* [WORK TO BE COMPLETED]
Rewrite the items below, switching each "Locate" to "Find" and keeping everything else unchanged.

[Region labeling records]

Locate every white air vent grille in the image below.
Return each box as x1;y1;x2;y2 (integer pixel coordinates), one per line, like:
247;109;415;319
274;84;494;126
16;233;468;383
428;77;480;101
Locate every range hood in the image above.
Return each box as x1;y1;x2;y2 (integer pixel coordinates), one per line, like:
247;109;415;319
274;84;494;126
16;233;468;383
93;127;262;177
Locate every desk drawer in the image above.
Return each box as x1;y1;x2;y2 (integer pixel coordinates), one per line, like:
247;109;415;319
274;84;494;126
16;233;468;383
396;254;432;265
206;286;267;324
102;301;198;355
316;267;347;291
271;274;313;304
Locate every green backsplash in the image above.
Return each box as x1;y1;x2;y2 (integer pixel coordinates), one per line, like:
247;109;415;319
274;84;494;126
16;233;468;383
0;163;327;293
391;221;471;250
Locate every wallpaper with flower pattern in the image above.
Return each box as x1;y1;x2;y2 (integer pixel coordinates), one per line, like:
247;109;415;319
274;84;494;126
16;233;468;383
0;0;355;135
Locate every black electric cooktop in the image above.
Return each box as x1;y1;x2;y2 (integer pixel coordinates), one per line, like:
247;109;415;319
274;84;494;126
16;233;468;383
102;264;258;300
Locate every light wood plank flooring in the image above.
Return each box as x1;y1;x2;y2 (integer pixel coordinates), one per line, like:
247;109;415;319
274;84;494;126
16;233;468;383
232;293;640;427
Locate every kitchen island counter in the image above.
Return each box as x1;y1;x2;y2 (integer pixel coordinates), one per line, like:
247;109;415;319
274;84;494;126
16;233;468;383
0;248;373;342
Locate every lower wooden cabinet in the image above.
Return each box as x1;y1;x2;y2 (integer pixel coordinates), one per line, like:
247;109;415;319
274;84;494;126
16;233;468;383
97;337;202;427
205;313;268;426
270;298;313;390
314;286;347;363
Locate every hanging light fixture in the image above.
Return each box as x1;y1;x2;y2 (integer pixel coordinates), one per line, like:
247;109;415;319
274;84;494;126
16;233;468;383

* [PROBLEM SOLUTION]
Find every white air vent grille in the image below.
Return each box as x1;y1;x2;y2 (integer pixel coordinates), one per line, like:
247;109;415;319
274;84;494;126
16;233;468;383
428;77;480;101
Find every range hood in the image above.
Return each box as x1;y1;x2;y2 (integer pixel coordinates), one per line, like:
247;109;415;319
274;84;494;126
16;233;468;383
93;127;262;177
Find every desk drawer in the image above.
Return each box as x1;y1;x2;y2 (integer pixel coordinates), one per line, like:
247;109;415;319
274;84;494;126
16;233;468;383
396;254;432;265
206;286;267;324
102;301;198;355
316;267;347;291
271;274;313;304
Find every green backsplash in the image above.
Return each box as x1;y1;x2;y2 (integer pixel coordinates), one per line, like:
247;109;415;319
274;84;494;126
16;233;468;383
0;163;327;293
391;221;471;250
Find every wallpaper with flower pattern in the image above.
Return each box as x1;y1;x2;y2 (integer pixel coordinates), one per line, like:
247;109;415;319
274;84;494;126
16;233;468;383
0;0;355;135
Find every black electric cooktop in the image above.
Return each box as x1;y1;x2;y2 (integer pixel coordinates), one per line, like:
247;109;415;319
274;84;494;126
16;233;468;383
102;264;258;300
Find every light wood plank flooring in the image above.
Return each box as x1;y1;x2;y2 (integer pixel coordinates), one per line, like:
247;109;415;319
274;84;494;126
16;233;468;383
232;293;640;427
Find every kitchen island counter in the image above.
Return each box as x1;y1;x2;y2 (integer pixel coordinates), one per line, like:
247;109;415;319
274;84;494;126
16;233;468;383
0;248;373;342
Find every lower wooden cabinet in the image above.
Return each box as x1;y1;x2;y2 (integer pixel coordinates), one per line, like:
247;109;415;319
274;84;494;126
16;233;468;383
97;337;202;427
205;313;268;426
270;298;313;390
314;286;347;363
Find every hanging light fixture in the image above.
Return each box as x1;y1;x2;y2 (integer pixel coordinates), one per line, like:
247;109;415;319
274;84;494;126
16;233;468;383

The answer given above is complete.